(Instructions for the task):
Among the lines of the records below, copy those that hold the word "stem".

====== Provided records ======

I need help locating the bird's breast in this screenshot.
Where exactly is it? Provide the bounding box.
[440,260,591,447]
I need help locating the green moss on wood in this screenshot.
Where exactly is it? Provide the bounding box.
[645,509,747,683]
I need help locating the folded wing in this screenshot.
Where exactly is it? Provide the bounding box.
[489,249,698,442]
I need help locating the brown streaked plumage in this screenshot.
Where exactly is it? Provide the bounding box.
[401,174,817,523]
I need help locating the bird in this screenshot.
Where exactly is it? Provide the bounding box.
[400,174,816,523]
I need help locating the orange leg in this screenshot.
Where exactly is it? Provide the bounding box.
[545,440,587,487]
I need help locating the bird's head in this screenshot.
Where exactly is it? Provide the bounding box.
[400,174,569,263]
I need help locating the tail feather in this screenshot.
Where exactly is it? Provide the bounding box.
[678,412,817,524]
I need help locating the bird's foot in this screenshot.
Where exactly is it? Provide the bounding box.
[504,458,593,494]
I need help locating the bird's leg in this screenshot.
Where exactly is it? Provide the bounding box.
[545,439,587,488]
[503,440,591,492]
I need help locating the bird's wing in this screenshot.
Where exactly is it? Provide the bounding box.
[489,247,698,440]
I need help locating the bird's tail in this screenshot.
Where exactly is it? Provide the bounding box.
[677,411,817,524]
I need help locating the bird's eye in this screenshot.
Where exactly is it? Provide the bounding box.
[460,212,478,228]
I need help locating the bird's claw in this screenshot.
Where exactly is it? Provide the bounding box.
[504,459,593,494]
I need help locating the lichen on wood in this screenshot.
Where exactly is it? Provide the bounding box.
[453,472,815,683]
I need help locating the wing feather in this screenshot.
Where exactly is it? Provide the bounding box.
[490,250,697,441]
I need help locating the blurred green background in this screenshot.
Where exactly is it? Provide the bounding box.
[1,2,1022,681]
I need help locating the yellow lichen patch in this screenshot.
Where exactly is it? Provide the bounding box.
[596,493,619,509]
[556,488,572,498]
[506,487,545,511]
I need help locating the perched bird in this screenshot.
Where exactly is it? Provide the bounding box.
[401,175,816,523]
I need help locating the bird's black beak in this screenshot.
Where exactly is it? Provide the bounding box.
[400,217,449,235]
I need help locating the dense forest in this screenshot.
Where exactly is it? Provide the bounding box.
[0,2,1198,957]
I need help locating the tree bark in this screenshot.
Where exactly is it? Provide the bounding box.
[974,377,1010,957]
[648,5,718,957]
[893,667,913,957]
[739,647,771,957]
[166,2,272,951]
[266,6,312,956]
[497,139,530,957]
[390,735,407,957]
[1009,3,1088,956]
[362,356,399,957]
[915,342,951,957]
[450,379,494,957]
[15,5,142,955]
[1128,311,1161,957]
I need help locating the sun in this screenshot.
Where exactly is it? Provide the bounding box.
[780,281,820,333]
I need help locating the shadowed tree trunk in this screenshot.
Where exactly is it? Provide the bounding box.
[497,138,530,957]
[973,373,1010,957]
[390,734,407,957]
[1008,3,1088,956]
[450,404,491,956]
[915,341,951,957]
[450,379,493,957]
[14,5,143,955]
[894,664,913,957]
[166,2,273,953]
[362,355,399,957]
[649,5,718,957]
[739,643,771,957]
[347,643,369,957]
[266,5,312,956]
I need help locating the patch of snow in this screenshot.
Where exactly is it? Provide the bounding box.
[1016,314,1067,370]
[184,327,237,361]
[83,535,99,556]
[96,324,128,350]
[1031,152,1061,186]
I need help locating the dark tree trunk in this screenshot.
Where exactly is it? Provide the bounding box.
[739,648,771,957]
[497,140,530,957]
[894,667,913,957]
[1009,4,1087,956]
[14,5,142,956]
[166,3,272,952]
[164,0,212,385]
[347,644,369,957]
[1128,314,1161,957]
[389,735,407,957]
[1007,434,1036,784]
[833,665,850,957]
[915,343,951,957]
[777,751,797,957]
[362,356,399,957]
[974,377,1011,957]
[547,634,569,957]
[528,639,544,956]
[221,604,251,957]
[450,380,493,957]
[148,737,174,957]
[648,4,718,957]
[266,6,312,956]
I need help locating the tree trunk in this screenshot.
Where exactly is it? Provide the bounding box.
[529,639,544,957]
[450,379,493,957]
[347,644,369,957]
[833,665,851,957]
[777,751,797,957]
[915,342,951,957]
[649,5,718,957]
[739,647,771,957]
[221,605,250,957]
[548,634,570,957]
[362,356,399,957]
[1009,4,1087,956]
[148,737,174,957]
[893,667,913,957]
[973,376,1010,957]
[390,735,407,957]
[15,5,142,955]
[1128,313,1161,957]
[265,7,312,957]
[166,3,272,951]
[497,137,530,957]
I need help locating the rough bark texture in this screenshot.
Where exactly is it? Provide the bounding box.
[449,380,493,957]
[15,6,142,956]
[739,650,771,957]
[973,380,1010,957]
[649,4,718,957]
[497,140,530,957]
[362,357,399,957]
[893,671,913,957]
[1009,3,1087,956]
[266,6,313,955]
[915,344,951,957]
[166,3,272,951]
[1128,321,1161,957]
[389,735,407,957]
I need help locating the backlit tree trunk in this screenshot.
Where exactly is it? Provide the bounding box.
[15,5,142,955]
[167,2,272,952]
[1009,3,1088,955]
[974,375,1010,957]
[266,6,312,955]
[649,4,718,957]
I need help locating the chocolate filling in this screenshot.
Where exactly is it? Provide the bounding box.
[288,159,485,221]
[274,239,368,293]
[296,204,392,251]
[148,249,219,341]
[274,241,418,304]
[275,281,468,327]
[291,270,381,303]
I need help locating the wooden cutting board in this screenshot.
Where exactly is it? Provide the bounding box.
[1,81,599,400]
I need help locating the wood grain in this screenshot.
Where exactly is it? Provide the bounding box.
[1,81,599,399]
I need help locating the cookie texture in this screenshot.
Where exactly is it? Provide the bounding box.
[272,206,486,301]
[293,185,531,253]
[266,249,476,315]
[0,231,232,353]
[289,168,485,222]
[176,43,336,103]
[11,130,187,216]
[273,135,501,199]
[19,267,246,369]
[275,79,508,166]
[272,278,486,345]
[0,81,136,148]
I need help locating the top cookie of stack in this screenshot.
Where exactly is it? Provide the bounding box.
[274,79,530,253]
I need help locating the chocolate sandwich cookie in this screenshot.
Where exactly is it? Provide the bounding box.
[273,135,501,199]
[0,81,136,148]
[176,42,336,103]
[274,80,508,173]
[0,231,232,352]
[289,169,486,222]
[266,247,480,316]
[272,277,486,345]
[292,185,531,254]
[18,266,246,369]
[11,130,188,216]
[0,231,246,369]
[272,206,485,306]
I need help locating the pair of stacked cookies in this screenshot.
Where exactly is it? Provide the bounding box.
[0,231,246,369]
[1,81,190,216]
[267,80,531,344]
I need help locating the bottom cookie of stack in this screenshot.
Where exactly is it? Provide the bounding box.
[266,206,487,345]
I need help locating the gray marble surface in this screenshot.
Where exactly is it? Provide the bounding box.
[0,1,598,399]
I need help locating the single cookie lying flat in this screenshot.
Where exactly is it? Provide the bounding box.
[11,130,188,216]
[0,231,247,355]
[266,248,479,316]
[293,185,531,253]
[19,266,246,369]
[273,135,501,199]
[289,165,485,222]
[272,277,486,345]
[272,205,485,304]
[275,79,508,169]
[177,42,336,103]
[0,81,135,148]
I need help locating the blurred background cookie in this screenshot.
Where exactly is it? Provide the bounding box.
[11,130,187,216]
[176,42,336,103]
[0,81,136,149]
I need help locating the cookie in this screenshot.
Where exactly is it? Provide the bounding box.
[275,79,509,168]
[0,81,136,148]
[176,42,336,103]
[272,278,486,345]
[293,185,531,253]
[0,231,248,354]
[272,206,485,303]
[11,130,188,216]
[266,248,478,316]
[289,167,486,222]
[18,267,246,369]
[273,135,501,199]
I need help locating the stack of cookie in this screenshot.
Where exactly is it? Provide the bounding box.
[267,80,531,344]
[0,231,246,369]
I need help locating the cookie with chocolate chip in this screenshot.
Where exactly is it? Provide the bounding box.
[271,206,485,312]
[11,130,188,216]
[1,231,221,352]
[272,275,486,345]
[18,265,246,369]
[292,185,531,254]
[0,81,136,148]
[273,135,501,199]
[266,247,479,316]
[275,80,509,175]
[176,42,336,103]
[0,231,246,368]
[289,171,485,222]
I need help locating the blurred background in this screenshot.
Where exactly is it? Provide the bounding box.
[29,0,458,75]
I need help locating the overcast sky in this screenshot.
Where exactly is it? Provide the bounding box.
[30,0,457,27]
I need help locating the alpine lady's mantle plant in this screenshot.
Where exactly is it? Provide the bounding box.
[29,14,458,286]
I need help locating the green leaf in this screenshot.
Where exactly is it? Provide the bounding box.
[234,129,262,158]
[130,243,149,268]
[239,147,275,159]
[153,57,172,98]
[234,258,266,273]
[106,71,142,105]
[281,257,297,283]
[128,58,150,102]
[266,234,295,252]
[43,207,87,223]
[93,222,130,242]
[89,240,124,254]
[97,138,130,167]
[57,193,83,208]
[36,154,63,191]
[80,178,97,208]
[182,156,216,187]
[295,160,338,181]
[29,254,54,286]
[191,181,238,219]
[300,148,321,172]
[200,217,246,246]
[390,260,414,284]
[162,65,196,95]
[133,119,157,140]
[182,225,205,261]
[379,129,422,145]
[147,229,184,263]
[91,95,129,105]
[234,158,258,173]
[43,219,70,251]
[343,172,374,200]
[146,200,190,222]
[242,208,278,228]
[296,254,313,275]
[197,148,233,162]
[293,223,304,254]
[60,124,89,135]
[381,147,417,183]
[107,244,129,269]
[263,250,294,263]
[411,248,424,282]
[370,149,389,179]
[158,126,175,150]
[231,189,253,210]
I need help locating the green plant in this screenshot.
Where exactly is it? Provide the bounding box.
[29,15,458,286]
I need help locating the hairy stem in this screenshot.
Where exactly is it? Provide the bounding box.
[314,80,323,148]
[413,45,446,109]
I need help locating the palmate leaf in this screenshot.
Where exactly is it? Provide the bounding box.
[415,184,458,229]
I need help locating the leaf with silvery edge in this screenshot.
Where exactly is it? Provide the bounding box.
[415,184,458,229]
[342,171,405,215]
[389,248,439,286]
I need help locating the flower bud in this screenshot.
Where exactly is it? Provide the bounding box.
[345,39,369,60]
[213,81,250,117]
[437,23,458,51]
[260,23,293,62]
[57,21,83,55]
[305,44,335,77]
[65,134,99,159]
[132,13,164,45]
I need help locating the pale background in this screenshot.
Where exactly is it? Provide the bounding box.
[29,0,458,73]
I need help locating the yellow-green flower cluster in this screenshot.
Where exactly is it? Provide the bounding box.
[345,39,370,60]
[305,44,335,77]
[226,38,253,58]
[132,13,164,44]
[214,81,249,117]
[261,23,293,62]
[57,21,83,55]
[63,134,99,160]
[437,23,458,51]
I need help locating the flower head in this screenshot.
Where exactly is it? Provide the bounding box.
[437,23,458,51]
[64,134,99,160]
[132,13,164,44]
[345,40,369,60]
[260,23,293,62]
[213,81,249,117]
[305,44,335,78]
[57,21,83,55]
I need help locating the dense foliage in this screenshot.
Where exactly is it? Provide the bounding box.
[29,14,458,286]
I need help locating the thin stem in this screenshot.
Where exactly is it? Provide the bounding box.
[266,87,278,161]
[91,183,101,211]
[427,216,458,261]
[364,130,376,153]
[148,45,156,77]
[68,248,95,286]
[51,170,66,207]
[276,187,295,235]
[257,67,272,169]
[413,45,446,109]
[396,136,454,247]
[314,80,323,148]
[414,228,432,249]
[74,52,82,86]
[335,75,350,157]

======

(Result for this task):
I need help locating the hairy stem in this screenshot.
I need help locating the thin stem in this screenshot.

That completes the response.